• _TASK DESCRIPTION_
Please copy out the whole listing below line for line, with no changes, and leave the pictures out of your copy.

>>

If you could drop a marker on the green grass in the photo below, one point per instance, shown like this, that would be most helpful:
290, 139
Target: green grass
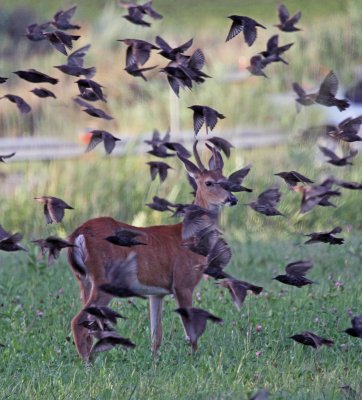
40, 360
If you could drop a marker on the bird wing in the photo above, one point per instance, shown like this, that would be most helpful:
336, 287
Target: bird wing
298, 268
329, 86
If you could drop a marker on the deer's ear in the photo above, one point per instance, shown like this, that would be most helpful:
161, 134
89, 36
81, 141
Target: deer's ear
191, 168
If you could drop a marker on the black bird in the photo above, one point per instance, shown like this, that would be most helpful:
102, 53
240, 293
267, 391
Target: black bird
134, 70
22, 105
107, 138
171, 53
61, 19
6, 156
266, 202
35, 32
311, 339
159, 204
292, 178
158, 168
246, 25
54, 245
32, 75
138, 51
126, 237
325, 96
336, 160
43, 93
325, 237
295, 274
347, 130
273, 50
10, 241
53, 208
356, 330
238, 290
195, 320
205, 115
122, 276
61, 41
287, 23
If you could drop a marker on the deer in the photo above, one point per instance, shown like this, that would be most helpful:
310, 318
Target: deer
164, 265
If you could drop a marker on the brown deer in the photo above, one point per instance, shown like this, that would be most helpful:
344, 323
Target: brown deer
164, 265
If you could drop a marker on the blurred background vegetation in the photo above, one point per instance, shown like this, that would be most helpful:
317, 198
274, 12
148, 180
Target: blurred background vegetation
95, 184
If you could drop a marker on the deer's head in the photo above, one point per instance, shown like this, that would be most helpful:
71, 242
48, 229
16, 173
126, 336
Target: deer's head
210, 183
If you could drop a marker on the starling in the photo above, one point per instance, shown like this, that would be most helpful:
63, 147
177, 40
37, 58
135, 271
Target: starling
54, 245
325, 96
356, 330
61, 41
238, 290
311, 339
266, 202
107, 138
207, 115
347, 130
43, 93
10, 241
158, 168
292, 178
287, 23
53, 208
295, 274
61, 19
195, 320
325, 237
138, 51
246, 25
122, 275
126, 237
22, 105
6, 156
336, 160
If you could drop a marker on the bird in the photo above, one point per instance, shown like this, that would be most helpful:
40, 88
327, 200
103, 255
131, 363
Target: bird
273, 50
158, 168
347, 130
287, 23
325, 96
134, 70
3, 157
10, 241
266, 202
246, 25
22, 105
54, 245
61, 41
238, 290
159, 204
43, 93
34, 76
122, 275
205, 115
99, 136
356, 330
336, 160
325, 237
295, 274
53, 208
138, 51
61, 19
195, 322
292, 178
126, 237
311, 339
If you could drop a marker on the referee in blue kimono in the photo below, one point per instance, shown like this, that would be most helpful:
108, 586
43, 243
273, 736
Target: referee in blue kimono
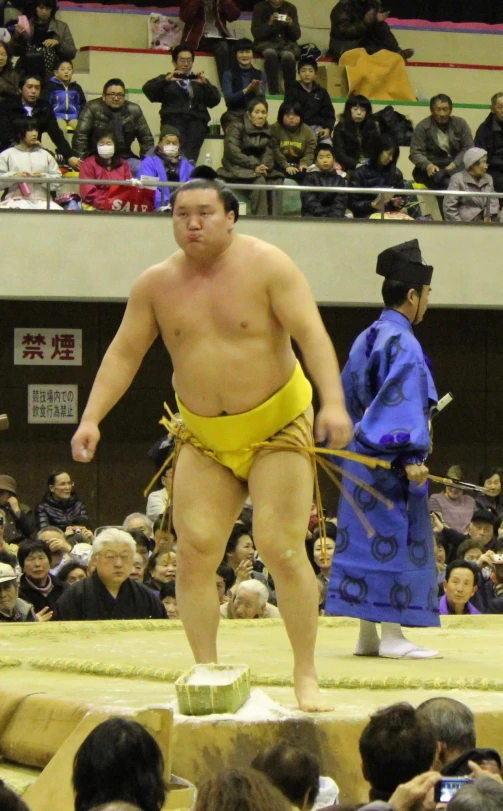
389, 578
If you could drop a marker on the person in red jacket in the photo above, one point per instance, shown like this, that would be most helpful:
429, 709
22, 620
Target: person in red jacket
205, 27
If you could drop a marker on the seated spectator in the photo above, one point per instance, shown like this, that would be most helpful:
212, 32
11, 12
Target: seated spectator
293, 142
455, 506
324, 175
276, 30
460, 585
362, 24
167, 596
131, 770
66, 96
19, 519
242, 82
379, 171
60, 506
102, 164
249, 602
112, 113
243, 789
110, 593
49, 40
12, 607
293, 770
185, 97
167, 163
37, 585
354, 133
489, 137
438, 144
248, 155
205, 27
473, 178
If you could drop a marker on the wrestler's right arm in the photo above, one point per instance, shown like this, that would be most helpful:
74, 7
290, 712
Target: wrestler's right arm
122, 360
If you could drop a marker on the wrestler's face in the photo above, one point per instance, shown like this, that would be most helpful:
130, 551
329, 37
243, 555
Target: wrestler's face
201, 227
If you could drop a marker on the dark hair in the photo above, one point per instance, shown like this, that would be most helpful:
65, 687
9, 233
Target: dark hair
28, 547
462, 564
175, 53
442, 98
289, 107
243, 789
394, 293
395, 746
452, 722
225, 195
119, 760
295, 771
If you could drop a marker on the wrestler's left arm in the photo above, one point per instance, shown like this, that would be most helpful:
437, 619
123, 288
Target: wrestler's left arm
295, 308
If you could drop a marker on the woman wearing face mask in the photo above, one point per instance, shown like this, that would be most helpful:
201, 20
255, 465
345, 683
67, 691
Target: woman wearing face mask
102, 164
166, 162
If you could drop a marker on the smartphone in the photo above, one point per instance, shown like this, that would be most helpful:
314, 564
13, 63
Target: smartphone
448, 787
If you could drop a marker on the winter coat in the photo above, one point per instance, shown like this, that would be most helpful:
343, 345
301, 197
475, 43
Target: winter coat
96, 115
177, 102
94, 169
193, 14
315, 204
292, 148
468, 209
316, 104
279, 35
153, 165
66, 102
19, 159
425, 149
369, 176
61, 513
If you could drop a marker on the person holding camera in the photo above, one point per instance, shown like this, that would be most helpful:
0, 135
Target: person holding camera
276, 31
185, 97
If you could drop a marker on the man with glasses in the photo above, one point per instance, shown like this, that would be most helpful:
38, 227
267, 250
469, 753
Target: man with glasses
110, 593
185, 97
112, 113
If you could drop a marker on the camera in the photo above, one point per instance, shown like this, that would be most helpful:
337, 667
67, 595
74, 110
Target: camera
448, 787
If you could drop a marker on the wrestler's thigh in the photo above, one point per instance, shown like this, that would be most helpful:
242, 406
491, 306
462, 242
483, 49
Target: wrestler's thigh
207, 499
281, 490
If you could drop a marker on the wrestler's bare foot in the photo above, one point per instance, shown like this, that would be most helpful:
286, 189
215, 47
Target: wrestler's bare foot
308, 693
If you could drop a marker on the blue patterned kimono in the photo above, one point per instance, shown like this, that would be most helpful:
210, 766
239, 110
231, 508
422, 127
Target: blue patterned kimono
389, 577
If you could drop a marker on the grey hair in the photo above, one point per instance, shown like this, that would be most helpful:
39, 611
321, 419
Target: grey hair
113, 535
485, 794
256, 587
148, 523
452, 721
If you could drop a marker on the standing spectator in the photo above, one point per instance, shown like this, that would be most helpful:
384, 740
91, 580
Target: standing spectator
241, 81
19, 519
317, 107
206, 30
167, 163
354, 133
185, 97
474, 179
276, 29
438, 144
324, 175
102, 164
113, 113
60, 507
50, 40
489, 136
362, 24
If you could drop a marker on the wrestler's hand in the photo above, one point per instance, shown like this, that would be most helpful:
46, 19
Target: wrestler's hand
333, 425
84, 441
417, 473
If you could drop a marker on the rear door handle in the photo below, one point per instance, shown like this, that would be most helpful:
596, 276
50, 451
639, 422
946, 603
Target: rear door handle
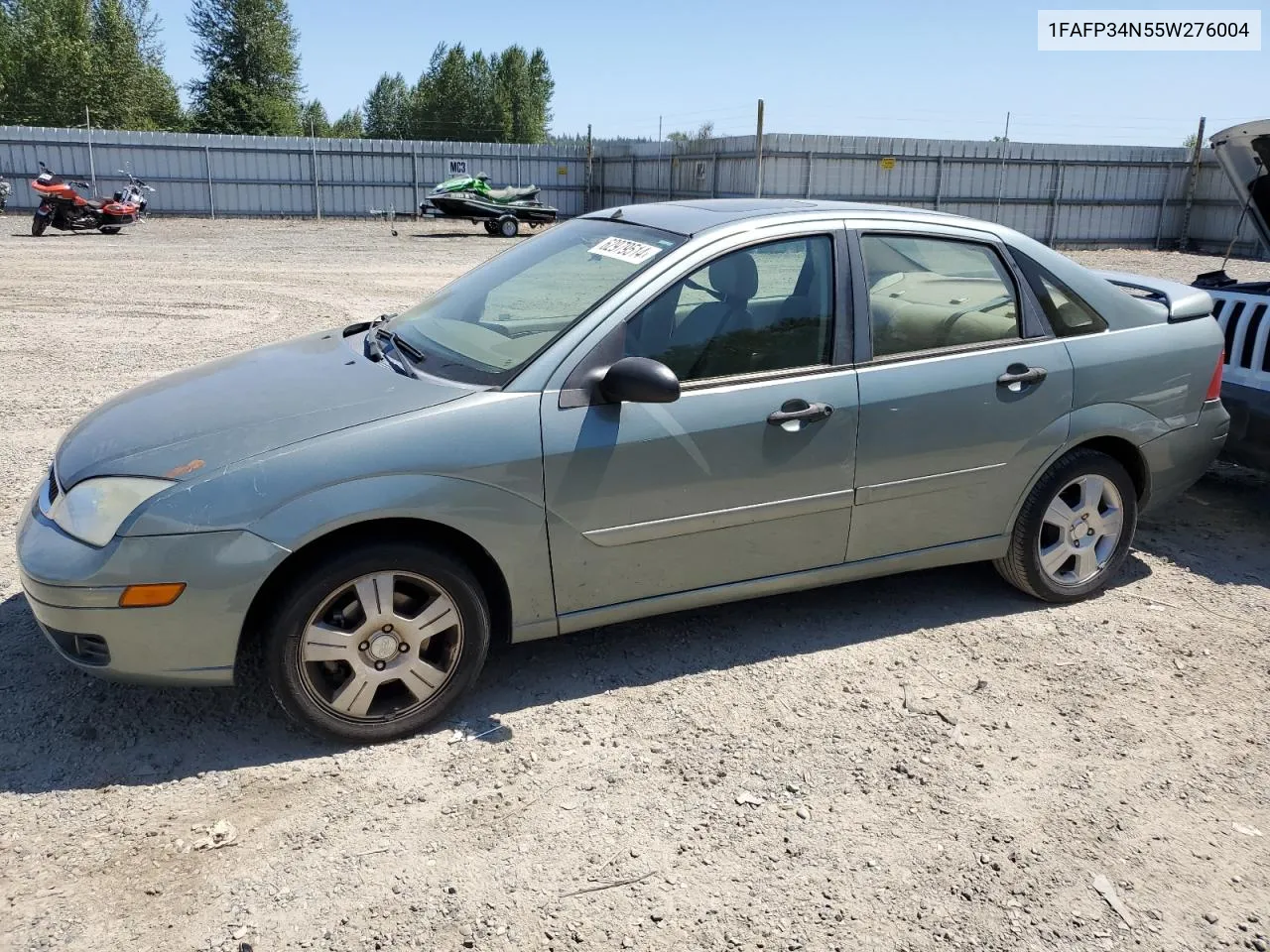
1019, 376
799, 412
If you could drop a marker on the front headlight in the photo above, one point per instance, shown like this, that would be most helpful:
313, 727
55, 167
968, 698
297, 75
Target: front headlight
94, 509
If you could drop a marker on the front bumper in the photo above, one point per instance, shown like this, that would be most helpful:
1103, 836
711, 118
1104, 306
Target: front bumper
1180, 457
73, 592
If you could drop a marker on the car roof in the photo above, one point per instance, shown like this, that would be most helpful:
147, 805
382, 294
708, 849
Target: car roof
694, 216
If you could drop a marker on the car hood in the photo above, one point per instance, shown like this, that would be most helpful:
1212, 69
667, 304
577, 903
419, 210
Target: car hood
218, 413
1243, 153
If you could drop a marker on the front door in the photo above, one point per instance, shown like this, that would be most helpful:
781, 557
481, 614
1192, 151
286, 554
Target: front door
748, 474
961, 398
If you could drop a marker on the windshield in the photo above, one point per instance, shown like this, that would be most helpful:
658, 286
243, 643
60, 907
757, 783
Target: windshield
484, 326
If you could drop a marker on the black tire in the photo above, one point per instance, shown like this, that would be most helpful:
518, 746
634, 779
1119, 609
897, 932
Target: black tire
1021, 566
281, 648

<<

• _RESULT OF THE TASK_
If you could drop a marker on the green grass in the photo below, one point per instance, shown like this, that would be most helpful:
290, 139
Target: green grass
40, 360
If you could drop a marker on the bird wing in the photo above, one point per instance, shown like this, that would be most helpful:
336, 287
Target: bird wing
298, 268
329, 86
If you could drop a marker on the deer's ear in the photo above, one point per instance, shown like this, that would be most helpful:
161, 134
89, 36
81, 141
Target: deer's ear
191, 168
If you could drop a marker on the black bird in the photo above, one point per instance, shown like this, that would be most helpful:
102, 53
240, 293
267, 391
Target: black bird
134, 70
22, 105
107, 138
171, 53
61, 19
6, 156
266, 202
35, 32
311, 339
159, 204
292, 178
158, 168
246, 25
54, 245
32, 75
138, 51
126, 237
325, 96
336, 160
43, 93
325, 237
295, 274
347, 130
273, 50
10, 241
53, 208
356, 330
238, 290
195, 320
205, 115
122, 276
61, 41
287, 23
If you could drop a marker on the deer in the photo above, one point per instance, shown like this, that would be most helpful:
310, 318
Target: deer
164, 265
If you could drop a marker on the brown deer in the photo above, one point per instance, shown like this, that would be most helpful:
344, 323
Target: brown deer
164, 265
If you could drop a marker on the blurred background vegetation in the photo above, one point per instance, shown like this, that would be most helpful:
317, 198
274, 12
148, 180
Target: blurred background vegetation
95, 184
If you could drop a marker on the deer's head in the photo above, one point per instance, shown like this, that would be most helpful:
71, 242
48, 229
16, 173
126, 336
Target: deer's head
210, 183
If you could drop a marker on the starling in the photo above, one point per instance, shown like this, that would be most helpful:
63, 147
177, 40
37, 58
135, 271
Target: starling
54, 245
325, 96
356, 330
61, 41
238, 290
311, 339
266, 202
107, 138
207, 115
347, 130
43, 93
10, 241
158, 168
292, 178
287, 23
53, 208
295, 274
61, 19
195, 320
325, 237
138, 51
246, 25
122, 275
126, 237
22, 105
6, 156
336, 160
If you could drop a marker on the bird in the photo above, one point per instance, shown like this, that would be most helpful:
40, 88
327, 200
103, 255
131, 363
Target: bird
273, 50
158, 168
347, 130
287, 23
325, 96
134, 70
3, 157
10, 241
266, 202
246, 25
22, 105
54, 245
61, 41
238, 290
159, 204
43, 93
34, 76
122, 275
205, 115
99, 136
356, 330
336, 160
325, 237
295, 274
53, 208
138, 51
61, 19
195, 322
292, 178
126, 237
311, 339
If you could drop a marker on the referee in blue kimono in the photo below, one point per instance, shown like this, that would be most helpful:
108, 586
43, 243
273, 736
Target: referee in blue kimono
389, 578
If you could drop a marker on the person in red jacket in the photo above, one point per instance, shown like this, that would be most helpful:
429, 709
22, 620
Target: person in red jacket
205, 27
If you could drop a marker on the seated spectator in the photo above, one point per instance, shown like this, that would be most helpful:
212, 32
11, 12
Target: seated spectator
293, 142
455, 506
324, 175
276, 30
460, 585
362, 24
167, 596
131, 770
66, 96
19, 519
242, 82
379, 171
60, 506
102, 164
249, 602
112, 113
243, 789
110, 593
49, 40
12, 607
293, 770
185, 97
167, 163
37, 585
354, 133
489, 137
438, 144
248, 155
205, 27
473, 178
If you could drop a marker on the wrestler's right arm in the photo above, one point per instance, shown like this, that would be most helpful:
74, 7
290, 712
Target: wrestler's right arm
122, 360
If you could drop a marker on the wrestler's face in the photo above, one point per instance, shown like this, that would be most helpful:
130, 551
329, 37
243, 555
Target: wrestler's face
201, 227
If you could drop a marker on the dark hair in the photo above, one point per instance, shown like this, that would be most helpful:
65, 687
9, 233
Target: dark hair
28, 547
462, 564
175, 53
442, 98
289, 107
243, 789
394, 293
395, 746
452, 722
225, 195
119, 760
295, 771
If you could drop a marker on the wrestler's left arm in the photo above, one point per instance, shown like this, that would be most helpful:
437, 619
123, 288
Target: wrestler's left arm
295, 308
If you could drop a marker on the woman wearing face mask in the photo above, one point per instance, shown like this, that would be most helpful:
201, 20
255, 465
345, 683
67, 691
Target: woman wearing face mask
102, 164
166, 162
If you could drop a marker on the smartphone in the photo above, one point per instance, shown like this, that would be most helpful:
314, 564
13, 63
Target: smartphone
448, 787
If you could drop a marker on the winter coat in the photo above, one point per instance, shown like this, that would be most helpful:
343, 345
301, 197
475, 43
Target: winter coat
96, 115
177, 102
94, 169
193, 14
315, 204
292, 148
468, 209
316, 104
279, 35
153, 165
66, 102
19, 159
425, 149
369, 176
61, 513
If you could drop a marker on the person holding camera in the photo above, one point per instance, shown like this, that would be most helpful:
0, 135
Target: person holding camera
276, 31
185, 97
If you could drop a marker on the man with glasses in the photo above, one point per instance, shown like this, that would be most helpful:
38, 227
267, 250
469, 753
Target: man with glasses
110, 593
185, 97
112, 113
If you could drop a marker on the camera in the photo above, one point per instance, shown like this, that would be most helpful:
337, 667
67, 595
74, 110
Target: camera
448, 787
If you could drop a marker on the wrestler's thigh in the photo above, one point per instance, shown like this, that would be most helpful:
242, 406
491, 306
462, 242
483, 49
Target: wrestler's thigh
207, 499
281, 490
If you could drop a marker on the wrestler's bare foot in the photo above, one point per instance, shown like this, that would be most helpful:
286, 189
215, 47
Target: wrestler's bare foot
308, 693
If you could drop a marker on the blue patterned kimono in the photo above, one point per instance, shown like this, that would be most helpful:
210, 766
239, 110
231, 508
422, 127
Target: blue patterned kimono
389, 577
If you could drop a marker on the grey hair in the photo above, one point per instance, shown like this, that would be most helpful:
39, 611
321, 419
Target: grey hair
113, 535
485, 794
256, 587
148, 523
452, 721
If you could drop a marker on the standing spectator in the photo above, one point per instance, shown like this, that would be most helpful:
384, 740
91, 580
Target: standing spectator
241, 81
19, 519
317, 107
206, 30
167, 163
354, 133
185, 97
474, 179
276, 29
438, 144
324, 175
102, 164
113, 113
60, 507
50, 40
489, 136
362, 24
If you could drop a marker on the wrestler's hand in the photo above, one point per instance, shown like this, that would be most helpful:
46, 19
Target: wrestler's hand
333, 425
84, 441
417, 473
If you could drop a marker on the rear door handle in the photo below, one point per instance, shown like this, that would be most helpful:
596, 276
50, 451
639, 422
946, 603
Target: rear door handle
1019, 376
799, 412
If you could drop a marker on the front headlight in the photo above, one point per instance, shown like this, that would be most helpful:
313, 727
55, 167
968, 698
297, 75
Target: front headlight
94, 509
If you could drop a marker on the front bumper in the photo above, one point per instance, shown like this, that would be most helpful:
1103, 836
711, 118
1104, 306
Target: front bumper
1180, 457
73, 592
If you could drop a marker on the car roof in the photo above, one point per instance, shown like this, that would be most helpful:
147, 805
382, 294
708, 849
Target: car roof
694, 216
If you could drop a marker on the car hood in the photo above, one point per instance, shown like this, that would be most helpful:
1212, 69
667, 304
577, 903
419, 210
Target: car hood
218, 413
1243, 153
If you could drop a marker on the front door in the photo above, one point per instance, shown like this, that would be most helpful:
781, 557
481, 614
1192, 151
286, 554
Target: front door
748, 474
961, 398
If you could drop a marker on the windshield in the photo above, one point per instance, shown like this, that would be most helpful:
658, 286
243, 643
60, 907
757, 783
Target: windshield
484, 326
If you could drop a marker on the black tire in the photo above, one point per instance, shown like this, that would be most helpful:
518, 746
634, 779
1119, 609
897, 932
Target: black tire
1021, 566
281, 648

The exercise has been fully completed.